● **Goal**:
Reproduce every one of the following records word for word, with no changes.

● **Material provided**:

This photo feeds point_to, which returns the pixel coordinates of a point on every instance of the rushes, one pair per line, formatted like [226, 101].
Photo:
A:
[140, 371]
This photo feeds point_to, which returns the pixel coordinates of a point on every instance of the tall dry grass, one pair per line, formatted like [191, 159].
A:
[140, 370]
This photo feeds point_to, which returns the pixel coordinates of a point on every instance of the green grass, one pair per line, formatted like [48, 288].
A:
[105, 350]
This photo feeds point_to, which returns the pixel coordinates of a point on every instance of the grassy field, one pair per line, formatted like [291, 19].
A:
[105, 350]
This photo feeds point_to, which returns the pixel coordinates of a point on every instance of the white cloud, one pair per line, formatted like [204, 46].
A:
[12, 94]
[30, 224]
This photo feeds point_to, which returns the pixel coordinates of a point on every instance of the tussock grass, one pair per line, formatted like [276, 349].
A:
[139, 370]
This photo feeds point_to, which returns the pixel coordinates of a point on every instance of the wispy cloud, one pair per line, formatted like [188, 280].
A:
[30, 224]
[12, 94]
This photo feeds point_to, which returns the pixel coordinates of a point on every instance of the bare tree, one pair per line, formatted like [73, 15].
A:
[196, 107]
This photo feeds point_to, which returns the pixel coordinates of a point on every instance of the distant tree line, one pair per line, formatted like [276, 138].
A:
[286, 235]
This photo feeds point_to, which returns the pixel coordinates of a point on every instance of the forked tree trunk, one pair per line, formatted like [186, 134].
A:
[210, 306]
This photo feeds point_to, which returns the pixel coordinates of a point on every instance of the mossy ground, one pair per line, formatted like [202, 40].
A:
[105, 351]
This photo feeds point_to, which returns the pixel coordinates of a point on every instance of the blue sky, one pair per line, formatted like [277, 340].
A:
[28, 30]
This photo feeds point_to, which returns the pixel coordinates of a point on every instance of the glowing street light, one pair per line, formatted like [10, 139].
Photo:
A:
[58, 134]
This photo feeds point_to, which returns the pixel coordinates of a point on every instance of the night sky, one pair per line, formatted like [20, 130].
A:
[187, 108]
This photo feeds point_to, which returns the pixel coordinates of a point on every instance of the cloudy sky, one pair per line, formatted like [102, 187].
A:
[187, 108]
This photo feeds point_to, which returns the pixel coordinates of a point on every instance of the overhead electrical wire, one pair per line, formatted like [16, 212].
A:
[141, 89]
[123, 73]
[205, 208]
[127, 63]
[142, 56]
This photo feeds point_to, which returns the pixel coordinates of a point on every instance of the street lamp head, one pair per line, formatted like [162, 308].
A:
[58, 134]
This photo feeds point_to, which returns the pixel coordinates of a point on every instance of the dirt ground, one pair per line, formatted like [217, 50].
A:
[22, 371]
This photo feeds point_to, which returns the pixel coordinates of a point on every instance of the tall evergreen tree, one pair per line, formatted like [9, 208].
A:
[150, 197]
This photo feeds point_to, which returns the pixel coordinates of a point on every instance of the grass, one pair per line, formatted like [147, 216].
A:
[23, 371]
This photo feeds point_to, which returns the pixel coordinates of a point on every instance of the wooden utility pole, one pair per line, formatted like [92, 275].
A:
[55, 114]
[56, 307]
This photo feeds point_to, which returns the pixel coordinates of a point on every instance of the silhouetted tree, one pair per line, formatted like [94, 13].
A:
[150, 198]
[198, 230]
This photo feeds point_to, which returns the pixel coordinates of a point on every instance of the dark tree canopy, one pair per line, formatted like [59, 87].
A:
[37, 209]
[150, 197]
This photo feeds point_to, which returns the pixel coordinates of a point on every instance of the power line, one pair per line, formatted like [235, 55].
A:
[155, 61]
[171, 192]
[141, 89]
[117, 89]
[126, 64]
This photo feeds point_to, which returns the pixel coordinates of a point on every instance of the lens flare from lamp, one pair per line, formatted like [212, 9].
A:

● **Response to this exercise**:
This photo feeds point_to, which returns the pixel coordinates of a point on every instance of the rushes, one pair per line, formatted like [226, 101].
Photo:
A:
[140, 371]
This photo feeds point_to, which returns the pixel coordinates of a point on every instance of the tall dry grass, one pair per line, formatted like [191, 159].
A:
[140, 370]
This photo feeds point_to, which returns the pixel coordinates of a point on every instance of the green grass, one pair per line, formatted like [48, 288].
A:
[105, 350]
This photo feeds point_to, which returns the pixel coordinates of a point on every instance of the grassy field, one pair per line, formatted like [291, 19].
A:
[105, 350]
This photo feeds point_to, which returns the pixel coordinates of a point on every instance of the white cloud, one pair per line, formatted like [204, 46].
A:
[12, 94]
[30, 224]
This photo feeds point_to, which returns the pixel coordinates of a point on every instance of the tussock grass, one pair per line, formatted like [276, 349].
A:
[139, 370]
This photo feeds point_to, which returns the pixel coordinates of a point on every instance of the wispy cloud, one pair per line, formatted like [188, 280].
A:
[30, 224]
[12, 94]
This photo feeds point_to, which returns the pixel coordinates of a point on every instance of the bare tree, one pair per line, formatted like [73, 15].
A:
[196, 107]
This photo feeds point_to, which returns the pixel coordinates of a point on every instance of the distant tree line, one pair per line, formatted like [276, 138].
A:
[286, 235]
This photo feeds point_to, which returns the pixel coordinates of a point on every instance of the forked tree trunk, one pair per line, formatted like [186, 134].
A:
[210, 306]
This photo feeds point_to, which returns the pixel coordinates of a point on every instance of the mossy ground, one pair per line, formatted like [202, 40].
A:
[105, 351]
This photo feeds point_to, which returns the pixel coordinates of a point on every instance of the blue sky, one pair per line, formatted like [277, 340].
A:
[28, 30]
This photo feeds point_to, which returns the pixel coordinates of a point on every instance of the glowing street light, one pair per line, formatted like [10, 139].
Photo:
A:
[58, 134]
This photo feeds point_to, which returns the pixel coordinates of a point on every instance of the night sky, one pair per line, formatted like [20, 130].
A:
[187, 108]
This photo feeds point_to, which returns the pixel coordinates of a point on every instance of the cloudy sky, one pair per line, formatted like [102, 187].
A:
[187, 108]
This photo feeds point_to, which returns the pixel coordinates of a point on every instance of the overhead electrical wire, one pair per line, formatted like [16, 212].
A:
[141, 89]
[123, 73]
[205, 208]
[127, 63]
[142, 56]
This photo feeds point_to, which returns the pixel coordinates of a point on every instance of the street lamp head, one pair per line, formatted like [162, 308].
A:
[58, 134]
This photo feeds point_to, which returns the pixel coordinates of a point on every instance of the dirt ground, one pair per line, formatted like [217, 50].
A:
[22, 371]
This photo feeds point_to, which returns the pixel coordinates of a point on every instance of the tall evergreen tree, one pair per line, formatted like [9, 208].
A:
[150, 197]
This photo feeds point_to, which returns the pixel coordinates of a point on every instance of the grass, one pair per line, formatted like [147, 216].
A:
[23, 371]
This photo feeds point_to, which returns the pixel coordinates of a point on every instance of the wooden utility pole, one pair per line, formatted like [92, 275].
A:
[55, 114]
[56, 307]
This photo feeds point_to, which returns the pixel coordinates of a point on every instance of the silhouetted tree, one pair per line, formatted like [94, 13].
A:
[150, 198]
[198, 230]
This photo feeds point_to, which returns the pixel coordinates of a point on every instance of the dark tree canopy, one pair per line, formatted like [59, 87].
A:
[37, 209]
[150, 197]
This photo feeds point_to, which returns the pixel coordinates of a point on every instance of the power line, one pair per line, formatted like [235, 55].
A:
[155, 61]
[171, 192]
[141, 89]
[117, 89]
[126, 64]
This photo feeds point_to, which returns the pixel coordinates of a point on every instance of the lens flare from lamp, one pair per line, formatted like [212, 9].
A:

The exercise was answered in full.